• **PROBLÈME POSÉ A**:
Dans la liste, remplacez partout « mottled skin pattern » par « speckled skin pattern » et reprenez ses lignes sans autre modification. Omettez les images dans votre réponse.

4. En deuxième lieu, lorsqu'il est saisi d'une demande de délivrance d'un titre de séjour sur le fondement de l'une des dispositions du code de l'entrée et du séjour des étrangers et du droit d'asile, le préfet n'est pas tenu d'examiner d'office si l'intéressé peut prétendre à une autorisation de séjour sur le fondement d'une autre disposition de ce code, même s'il lui est toujours loisible de le faire à titre gracieux, notamment en vue de régulariser la situation de l'intéressé. A cet égard, s'il est constant que l'arrêté litigieux ne vise pas l'article L. 313-14 du code de l'entrée et du séjour des étrangers et du droit d'asile et n'examine pas la situation de M. B... par rapport aux dispositions de cet article, le requérant ne produit aucun élément corroborant sa demande alléguée d'admission exceptionnelle au séjour au titre d'une activité salariée sur ce fondement. En tout état de cause, ni les emplois exercés - ouvriers, conducteurs d'engins, chef d'équipe -, ni la durée alléguée de huit ans de présence régulière en France, ni la maîtrise du français, ni l'absence d'atteinte à l'ordre public ne peuvent être regardés comme des circonstances exceptionnelles ou justifiant un traitement humanitaire. Par suite, le moyen tiré d'un défaut d'examen de sa demande de titre de séjour sur ce fondement ne peut qu'être écarté.

• **DONNÉES FOURNIES**:
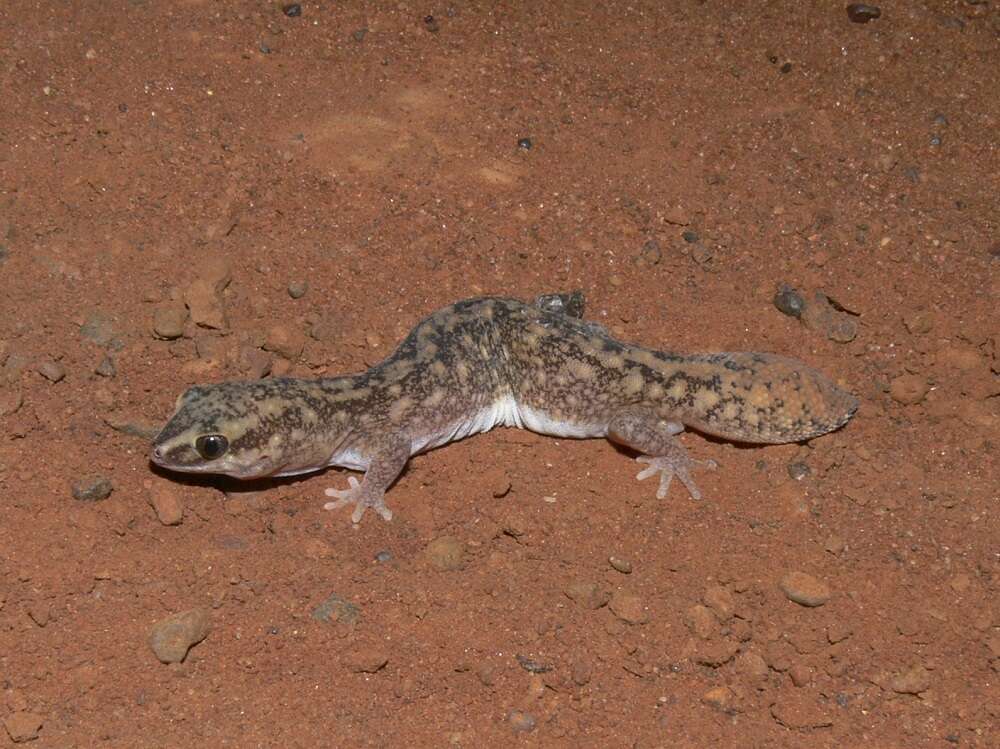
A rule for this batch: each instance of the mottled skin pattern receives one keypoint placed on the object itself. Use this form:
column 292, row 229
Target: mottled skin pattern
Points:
column 486, row 362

• **PROBLÈME POSÉ B**:
Rédigez la suite de l'extrait de décision sur le refus de titre de séjour, à partir de son dernier point.

• **CORRIGÉ DE L'EXERCICE A**:
A rule for this batch: each instance of the speckled skin pattern receives one keypoint placed on the object itself. Use this form:
column 292, row 229
Target: speckled skin pattern
Points:
column 486, row 362

• **CORRIGÉ DE L'EXERCICE B**:
5. En troisième lieu, d'une part, aux termes de l'article R. 5221-3 du code du travail, en vigueur à la date de la décision attaquée : " L'autorisation de travail peut être constituée par l'un des documents suivants : / (...) 8° La carte de séjour temporaire portant la mention " salarié ", délivrée en application du 1° de l'article L. 313-10 du code de l'entrée et du séjour des étrangers et du droit d'asile ou le visa de long séjour valant titre de séjour mentionné au 7° de l'article R. 311-3 du même code, accompagné du contrat de travail visé. / Elle autorise à exercer une activité professionnelle salariée dans le respect des termes de l'autorisation de travail accordée (...) ". Aux termes de l'article R. 5221-11 du même code, en vigueur à la date de la décision attaquée : " La demande d'autorisation de travail relevant des 4°, 8°, 9°, 13° et 14° de l'article R. 5221-3 est faite par l'employeur. / Elle peut également être présentée par une personne habilitée à cet effet par un mandat écrit de l'employeur ". D'autre part, aux termes de l'article L. 114-5 du code des relations entre le public et l'administration : " Lorsqu'une demande adressée à l'administration est incomplète, celle-ci indique au demandeur les pièces et informations manquantes exigées par les textes législatifs et réglementaires en vigueur. Elle fixe un délai pour la réception de ces pièces et informations (...) ".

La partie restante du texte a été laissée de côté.